University of North Carolina (UNC) School of Medicine researchers have developed an innovative, experimental gene transfer-based treatment for children with giant axonal neuropathy (GAN).
Researchers led by Steven J. Gray, PhD, assistant professor in the Department of Ophthalmology and a researcher in UNC's Gene Therapy Center and Carolina Institute for Developmental Disabilities, developed the experimental treatment in studies conducted at UNC. Gray's work in this area was funded almost entirely by Hannah's Hope Fund, a charity founded by the parents of Hannah Sames, an 11-year-old girl with giant axonal neuropathy (GAN), to support the development of a treatment and cure. This extremely rare genetic disorder causes children to gradually lose the ability to balance themselves, move their muscles and to feel certain sensations. Most children born with GAN do not survive beyond their early 20s because of progressive impairment of their ability to breath.
The treatment approach developed at UNC uses a genetically modified virus called AAV to deliver a missing gene, the gigaxonin gene (scAAV9/JeT-GAN), into the cerebrospinal fluid of children with GAN. The therapeutic viral vector to be used in each of these injections is prepared at the UNC Vector Core Human Applications Laboratory.
A clinical trial of this approach is now underway at the National Institute of Neurological Disorders and Stroke (NINDS) of the National Institutes of Health (NIH) in Bethesda, Maryland. The first patient was enrolled in May. This is the first gene delivery approach directly into the spinal fluid in order to treat an inherited neurological disorder, and is expected to pave the way to developing treatments for many other related diseases.
Gray chose to focus his career on this rare genetic condition after meeting Hannah, who is the same age as his own daughter, Aubrey.

· · ·

Apply what you read:
1. According to the gene therapy article, where is the therapeutic viral vector for each injection prepared?
2. Do these statements agree with the gene therapy article? Answer yes or no for each, quoting the words that decide it. (a) Gray's work on GAN was funded almost entirely by Hannah's Hope Fund. (b) The clinical trial is being run at UNC. (c) The missing gene is delivered into the bloodstream.
3. How would you extend the gene therapy article past its final sentence?
The entries that come next are separate material, apart from the gene therapy article.

Listed entries:
· · ·

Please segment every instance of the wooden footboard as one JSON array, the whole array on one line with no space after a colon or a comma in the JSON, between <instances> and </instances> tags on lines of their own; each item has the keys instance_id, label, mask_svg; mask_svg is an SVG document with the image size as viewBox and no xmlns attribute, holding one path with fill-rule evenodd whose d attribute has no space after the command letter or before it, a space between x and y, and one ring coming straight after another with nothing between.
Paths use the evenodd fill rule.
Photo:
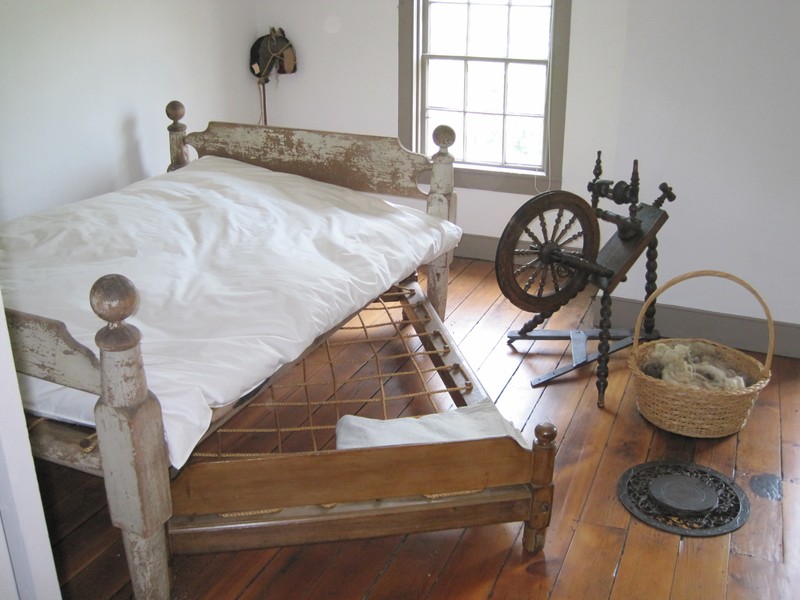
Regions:
<instances>
[{"instance_id":1,"label":"wooden footboard","mask_svg":"<svg viewBox=\"0 0 800 600\"><path fill-rule=\"evenodd\" d=\"M532 450L494 438L192 465L173 482L171 547L219 552L521 521L524 548L538 552L555 436L548 424Z\"/></svg>"}]
</instances>

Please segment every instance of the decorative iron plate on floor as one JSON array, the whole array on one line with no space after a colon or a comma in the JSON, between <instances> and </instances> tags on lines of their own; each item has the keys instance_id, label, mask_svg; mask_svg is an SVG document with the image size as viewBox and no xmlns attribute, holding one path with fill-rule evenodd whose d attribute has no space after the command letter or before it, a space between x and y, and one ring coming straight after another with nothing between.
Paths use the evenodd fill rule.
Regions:
<instances>
[{"instance_id":1,"label":"decorative iron plate on floor","mask_svg":"<svg viewBox=\"0 0 800 600\"><path fill-rule=\"evenodd\" d=\"M617 495L639 520L678 535L722 535L750 516L750 501L738 485L691 463L656 461L632 467L620 477Z\"/></svg>"}]
</instances>

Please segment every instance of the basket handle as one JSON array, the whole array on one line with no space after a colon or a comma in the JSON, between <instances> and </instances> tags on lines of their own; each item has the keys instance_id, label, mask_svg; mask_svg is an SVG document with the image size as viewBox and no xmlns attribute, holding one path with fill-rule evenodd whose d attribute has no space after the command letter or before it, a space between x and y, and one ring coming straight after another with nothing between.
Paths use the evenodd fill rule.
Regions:
<instances>
[{"instance_id":1,"label":"basket handle","mask_svg":"<svg viewBox=\"0 0 800 600\"><path fill-rule=\"evenodd\" d=\"M677 285L687 279L695 279L697 277L720 277L722 279L729 279L741 285L747 291L749 291L753 296L755 296L756 300L758 300L759 304L761 304L761 308L764 310L764 314L767 316L767 327L769 328L769 348L767 349L767 359L764 362L764 368L769 371L770 365L772 364L772 352L775 349L775 324L772 321L772 313L769 311L769 307L767 303L764 302L764 299L759 295L759 293L751 286L749 283L736 277L736 275L731 275L730 273L725 273L723 271L690 271L689 273L684 273L683 275L678 275L677 277L673 277L667 283L662 286L659 286L655 292L650 294L650 296L645 300L644 304L642 305L642 309L639 311L639 316L636 318L636 327L633 330L633 353L635 354L638 347L639 347L639 334L642 330L642 321L644 321L645 313L647 309L650 307L653 302L656 301L656 298L661 295L662 292L666 292L669 288L674 285Z\"/></svg>"}]
</instances>

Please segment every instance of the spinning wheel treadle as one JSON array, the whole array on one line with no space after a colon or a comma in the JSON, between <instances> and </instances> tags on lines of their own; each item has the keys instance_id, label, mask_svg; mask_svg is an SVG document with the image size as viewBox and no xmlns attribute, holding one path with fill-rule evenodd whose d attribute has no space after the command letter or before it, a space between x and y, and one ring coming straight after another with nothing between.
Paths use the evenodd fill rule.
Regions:
<instances>
[{"instance_id":1,"label":"spinning wheel treadle","mask_svg":"<svg viewBox=\"0 0 800 600\"><path fill-rule=\"evenodd\" d=\"M634 161L630 183L600 179L600 153L589 182L591 204L565 191L551 191L528 200L506 225L497 246L495 273L503 295L522 310L536 313L519 331L509 332L509 344L516 340L570 340L572 365L562 366L531 382L537 386L592 361L597 361L598 406L604 406L608 355L633 343L628 329L611 329L611 292L626 278L638 257L647 251L645 298L656 290L656 234L667 220L661 207L675 200L672 188L659 186L661 195L652 203L639 203L639 167ZM598 207L600 198L627 204L628 215ZM598 220L617 226L602 247ZM554 312L567 304L587 284L602 290L600 327L576 331L536 331ZM658 337L655 308L645 319L644 338ZM587 354L586 341L600 340L597 352ZM613 346L609 340L621 340Z\"/></svg>"}]
</instances>

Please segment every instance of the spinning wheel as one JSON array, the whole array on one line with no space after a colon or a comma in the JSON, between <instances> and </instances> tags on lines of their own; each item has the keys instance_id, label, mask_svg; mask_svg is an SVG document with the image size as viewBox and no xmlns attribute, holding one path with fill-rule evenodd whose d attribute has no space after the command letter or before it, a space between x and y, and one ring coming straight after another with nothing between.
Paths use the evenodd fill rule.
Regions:
<instances>
[{"instance_id":1,"label":"spinning wheel","mask_svg":"<svg viewBox=\"0 0 800 600\"><path fill-rule=\"evenodd\" d=\"M591 273L606 271L594 262L599 248L597 218L585 200L563 191L535 196L500 236L500 290L517 308L552 314L586 287Z\"/></svg>"},{"instance_id":2,"label":"spinning wheel","mask_svg":"<svg viewBox=\"0 0 800 600\"><path fill-rule=\"evenodd\" d=\"M552 191L528 200L506 225L495 255L495 274L503 295L522 310L536 313L519 331L508 334L516 340L570 340L572 365L559 367L531 382L550 381L590 361L597 361L598 406L608 385L608 356L633 343L629 329L611 329L611 292L626 278L642 252L647 252L645 298L656 290L656 234L667 220L665 201L675 200L672 188L659 186L661 195L652 204L639 202L639 166L633 163L630 183L600 179L600 153L589 182L591 203L570 192ZM600 198L628 205L620 215L599 207ZM600 248L599 219L617 226L616 233ZM533 331L554 312L572 300L588 284L602 290L600 327L575 331ZM645 317L643 337L658 337L655 307ZM599 340L597 352L588 354L586 341ZM610 340L619 340L614 345Z\"/></svg>"}]
</instances>

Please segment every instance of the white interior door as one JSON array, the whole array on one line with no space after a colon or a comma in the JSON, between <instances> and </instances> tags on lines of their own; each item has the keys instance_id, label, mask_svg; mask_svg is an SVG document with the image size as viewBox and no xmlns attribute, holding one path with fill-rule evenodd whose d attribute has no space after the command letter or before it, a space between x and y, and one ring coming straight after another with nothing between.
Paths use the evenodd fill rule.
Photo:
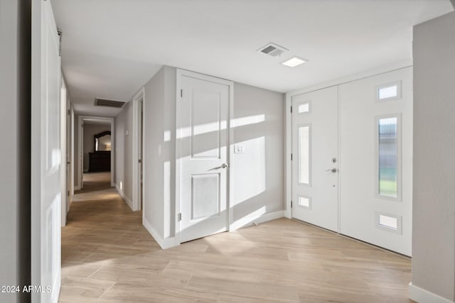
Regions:
<instances>
[{"instance_id":1,"label":"white interior door","mask_svg":"<svg viewBox=\"0 0 455 303\"><path fill-rule=\"evenodd\" d=\"M56 302L60 283L60 67L50 1L32 2L31 285Z\"/></svg>"},{"instance_id":2,"label":"white interior door","mask_svg":"<svg viewBox=\"0 0 455 303\"><path fill-rule=\"evenodd\" d=\"M411 255L412 69L342 84L340 98L340 232Z\"/></svg>"},{"instance_id":3,"label":"white interior door","mask_svg":"<svg viewBox=\"0 0 455 303\"><path fill-rule=\"evenodd\" d=\"M181 242L227 230L230 84L225 82L196 74L181 76Z\"/></svg>"},{"instance_id":4,"label":"white interior door","mask_svg":"<svg viewBox=\"0 0 455 303\"><path fill-rule=\"evenodd\" d=\"M338 231L336 87L292 97L292 217Z\"/></svg>"}]
</instances>

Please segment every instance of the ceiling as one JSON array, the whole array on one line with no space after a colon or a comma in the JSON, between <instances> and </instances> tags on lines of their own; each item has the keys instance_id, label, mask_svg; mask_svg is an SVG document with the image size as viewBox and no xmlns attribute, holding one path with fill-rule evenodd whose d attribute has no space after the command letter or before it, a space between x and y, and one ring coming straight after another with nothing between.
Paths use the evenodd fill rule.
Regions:
<instances>
[{"instance_id":1,"label":"ceiling","mask_svg":"<svg viewBox=\"0 0 455 303\"><path fill-rule=\"evenodd\" d=\"M287 92L412 60L412 26L449 0L54 0L77 114L114 116L162 65ZM281 57L256 50L272 42ZM297 55L309 62L290 68Z\"/></svg>"}]
</instances>

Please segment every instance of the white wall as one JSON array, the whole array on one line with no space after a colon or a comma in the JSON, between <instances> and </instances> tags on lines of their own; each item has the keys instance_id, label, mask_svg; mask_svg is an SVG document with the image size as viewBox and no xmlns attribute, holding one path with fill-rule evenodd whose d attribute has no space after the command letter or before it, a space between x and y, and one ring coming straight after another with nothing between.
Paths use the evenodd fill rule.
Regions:
<instances>
[{"instance_id":1,"label":"white wall","mask_svg":"<svg viewBox=\"0 0 455 303\"><path fill-rule=\"evenodd\" d=\"M114 182L117 190L132 207L133 198L133 106L131 102L124 105L115 117L115 171ZM122 185L120 185L122 182Z\"/></svg>"},{"instance_id":2,"label":"white wall","mask_svg":"<svg viewBox=\"0 0 455 303\"><path fill-rule=\"evenodd\" d=\"M89 169L89 153L93 153L95 151L95 143L93 136L102 133L103 131L110 131L111 126L109 125L100 125L100 124L90 124L88 123L84 123L83 127L83 141L84 141L84 172L88 171Z\"/></svg>"},{"instance_id":3,"label":"white wall","mask_svg":"<svg viewBox=\"0 0 455 303\"><path fill-rule=\"evenodd\" d=\"M414 27L413 55L412 285L454 300L454 12Z\"/></svg>"},{"instance_id":4,"label":"white wall","mask_svg":"<svg viewBox=\"0 0 455 303\"><path fill-rule=\"evenodd\" d=\"M31 8L0 0L0 285L30 285ZM0 302L30 300L0 293Z\"/></svg>"},{"instance_id":5,"label":"white wall","mask_svg":"<svg viewBox=\"0 0 455 303\"><path fill-rule=\"evenodd\" d=\"M233 154L233 221L236 227L260 215L284 209L283 94L234 84L234 142L244 153Z\"/></svg>"}]
</instances>

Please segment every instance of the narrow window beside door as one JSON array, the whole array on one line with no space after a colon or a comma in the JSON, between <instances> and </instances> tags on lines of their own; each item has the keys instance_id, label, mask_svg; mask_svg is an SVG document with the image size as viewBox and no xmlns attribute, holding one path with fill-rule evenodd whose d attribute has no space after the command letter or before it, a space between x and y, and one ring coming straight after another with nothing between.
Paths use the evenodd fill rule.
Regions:
<instances>
[{"instance_id":1,"label":"narrow window beside door","mask_svg":"<svg viewBox=\"0 0 455 303\"><path fill-rule=\"evenodd\" d=\"M381 197L399 197L399 126L398 116L377 120L377 194Z\"/></svg>"}]
</instances>

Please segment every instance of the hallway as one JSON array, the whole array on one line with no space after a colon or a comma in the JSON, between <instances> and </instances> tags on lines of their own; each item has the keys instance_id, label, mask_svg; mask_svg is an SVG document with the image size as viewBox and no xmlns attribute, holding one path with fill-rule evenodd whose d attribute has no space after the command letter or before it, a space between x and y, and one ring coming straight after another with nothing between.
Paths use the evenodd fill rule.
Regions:
<instances>
[{"instance_id":1,"label":"hallway","mask_svg":"<svg viewBox=\"0 0 455 303\"><path fill-rule=\"evenodd\" d=\"M162 250L102 174L62 229L60 302L410 302L410 259L287 219Z\"/></svg>"}]
</instances>

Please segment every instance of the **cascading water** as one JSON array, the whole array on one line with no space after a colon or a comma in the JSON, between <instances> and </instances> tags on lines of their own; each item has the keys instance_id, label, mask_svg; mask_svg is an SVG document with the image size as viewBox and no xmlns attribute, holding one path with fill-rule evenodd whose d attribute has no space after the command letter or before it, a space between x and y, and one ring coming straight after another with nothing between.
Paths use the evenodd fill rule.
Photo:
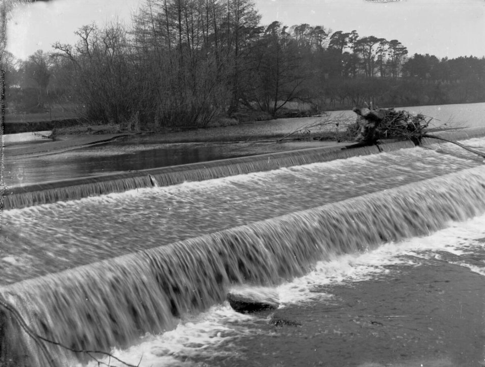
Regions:
<instances>
[{"instance_id":1,"label":"cascading water","mask_svg":"<svg viewBox=\"0 0 485 367\"><path fill-rule=\"evenodd\" d=\"M221 302L232 285L279 284L318 260L482 213L484 182L483 168L470 168L15 283L0 294L49 339L76 349L126 346ZM14 322L3 322L4 360L47 365ZM50 349L60 365L74 358Z\"/></svg>"},{"instance_id":2,"label":"cascading water","mask_svg":"<svg viewBox=\"0 0 485 367\"><path fill-rule=\"evenodd\" d=\"M313 148L15 187L6 191L4 208L23 208L135 189L167 186L186 181L202 181L252 172L269 171L282 167L378 152L376 147L364 147L353 151L329 151L326 148Z\"/></svg>"}]
</instances>

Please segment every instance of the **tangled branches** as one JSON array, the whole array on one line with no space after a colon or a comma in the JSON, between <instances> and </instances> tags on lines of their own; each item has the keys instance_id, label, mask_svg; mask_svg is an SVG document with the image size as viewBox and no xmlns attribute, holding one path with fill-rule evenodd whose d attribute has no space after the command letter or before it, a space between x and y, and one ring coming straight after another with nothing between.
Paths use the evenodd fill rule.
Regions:
<instances>
[{"instance_id":1,"label":"tangled branches","mask_svg":"<svg viewBox=\"0 0 485 367\"><path fill-rule=\"evenodd\" d=\"M414 116L406 111L396 111L393 108L372 109L366 105L364 107L354 107L353 111L358 116L358 123L360 126L360 132L356 141L361 145L372 145L376 144L381 137L411 140L419 145L421 140L429 137L450 143L485 158L485 153L453 140L442 137L435 134L437 129L429 127L432 117L421 114ZM447 128L456 130L457 128Z\"/></svg>"}]
</instances>

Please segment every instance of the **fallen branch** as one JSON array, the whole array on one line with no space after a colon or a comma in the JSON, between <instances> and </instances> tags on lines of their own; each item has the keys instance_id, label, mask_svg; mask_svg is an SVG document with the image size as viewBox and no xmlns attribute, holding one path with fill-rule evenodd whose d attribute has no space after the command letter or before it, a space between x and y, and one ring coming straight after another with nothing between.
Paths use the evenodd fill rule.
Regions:
<instances>
[{"instance_id":1,"label":"fallen branch","mask_svg":"<svg viewBox=\"0 0 485 367\"><path fill-rule=\"evenodd\" d=\"M482 158L485 158L485 153L480 152L477 150L475 150L474 149L472 149L470 147L467 147L466 145L462 144L461 143L458 143L458 142L455 142L453 140L450 140L449 139L446 139L444 137L440 137L440 136L437 136L435 135L431 135L430 134L423 134L421 135L422 137L431 137L433 139L438 139L438 140L442 140L444 142L446 142L447 143L451 143L452 144L455 144L457 145L460 148L463 148L465 150L467 150L468 152L471 152L471 153L475 153L481 157Z\"/></svg>"},{"instance_id":2,"label":"fallen branch","mask_svg":"<svg viewBox=\"0 0 485 367\"><path fill-rule=\"evenodd\" d=\"M108 353L107 352L104 352L100 350L84 350L82 349L74 349L73 348L68 347L66 345L64 345L61 343L58 342L54 341L53 340L50 340L46 338L44 338L40 335L36 334L35 332L32 330L29 326L27 325L27 323L25 322L25 320L24 320L23 317L22 317L22 315L20 314L20 312L15 308L15 307L11 305L10 303L7 302L5 300L0 297L0 306L2 306L4 309L6 310L9 312L13 318L17 321L19 325L20 326L21 328L25 332L25 333L30 337L37 344L37 346L39 348L43 354L44 356L45 357L50 367L56 367L56 363L54 361L54 359L53 358L50 352L47 350L45 345L44 343L48 343L54 345L57 345L61 348L64 348L67 350L71 351L71 352L74 352L74 353L84 353L88 355L89 357L94 359L96 362L98 362L98 365L103 364L106 366L111 365L109 363L110 362L108 362L108 364L105 363L103 362L102 362L100 360L99 360L96 359L94 356L92 355L93 354L103 354L106 355L109 357L110 360L111 361L111 359L113 358L114 359L116 359L118 362L120 362L121 363L123 363L126 366L128 366L128 367L139 367L140 363L141 362L141 359L140 359L140 361L138 362L138 364L135 365L134 364L130 364L128 363L123 361L121 359L120 359L118 358L117 358L113 354ZM142 355L142 358L143 356Z\"/></svg>"},{"instance_id":3,"label":"fallen branch","mask_svg":"<svg viewBox=\"0 0 485 367\"><path fill-rule=\"evenodd\" d=\"M326 113L324 114L322 119L300 126L294 131L277 139L276 141L277 142L282 142L292 135L302 132L304 135L307 136L311 134L312 132L321 132L328 134L329 137L333 137L335 140L338 138L345 139L345 136L344 135L346 132L348 131L349 126L352 124L354 124L354 122L350 120L348 117L346 117L344 113L341 113L334 117L331 118L330 115ZM323 128L328 127L332 128ZM346 127L347 128L345 128ZM313 130L313 131L312 130ZM341 133L340 134L342 136L339 136L339 133ZM349 136L348 137L350 139L350 136Z\"/></svg>"},{"instance_id":4,"label":"fallen branch","mask_svg":"<svg viewBox=\"0 0 485 367\"><path fill-rule=\"evenodd\" d=\"M460 143L429 133L438 128L430 128L433 117L422 114L416 116L406 111L396 111L393 108L372 109L368 106L356 107L353 109L359 116L361 129L356 140L364 145L375 144L380 136L411 140L419 145L423 137L430 137L455 144L469 152L485 158L485 153L472 149ZM445 124L447 125L448 124ZM446 131L457 130L460 127L450 127Z\"/></svg>"}]
</instances>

· · ·

Results in order:
1. At the UNC Vector Core Human Applications Laboratory.

2.
(a) Yes: "Gray's work in this area was funded almost entirely by Hannah's Hope Fund"
(b) No: "A clinical trial of this approach is now underway at the National Institute of Neurological Disorders and Stroke (NINDS) of the National Institutes of Health (NIH) in Bethesda, Maryland."
(c) No: "into the cerebrospinal fluid of children with GAN"

3.
"This has been a coordinated and committed effort between Hannah's Hope and UNC to drive a treatment forward for GAN. Hannah's Hope is a truly amazing community that provides a constant source of inspiration. Our goal has always been to bring hope to the families affected by this devastating disease, and we are proud to be taking the first step to making a GAN treatment a reality," said Dr. Gray. "We are greatly appreciative of NIH/NINDS for partnering with us on this life-saving mission. This trial is the first in history to deliver gene therapy through the spinal fluid to test the potential to achieve broad treatment of the spinal cord and brain (central nervous system or CNS). It is a momentous step forward, and we're already seeing clear application of this approach to treat other diseases studied in my lab."
Gray serves as an associate investigator on the trial as does R. Jude Samulski, PhD, director of the UNC Gene Therapy Center.
"After 30 years of focusing on optimizing successful gene delivery, it is very rewarding to finally see these approaches being tested for some of the unmet clinical needs caused by these terminal genetic disorders," Samulski said. "This specific study represents a culmination of years of basic research from the UNC Gene Therapy Center and that primarily of Steve Gray's team coupled with clinical expertise at the NIH. More importantly, this journey for me has personally been a truly rewarding one that started seven years ago with a parent knocking on the office door asking if we could 'help save her child', to last week's gene therapy administration; a remarkable and humbling journey that I'm privileged to be a part of."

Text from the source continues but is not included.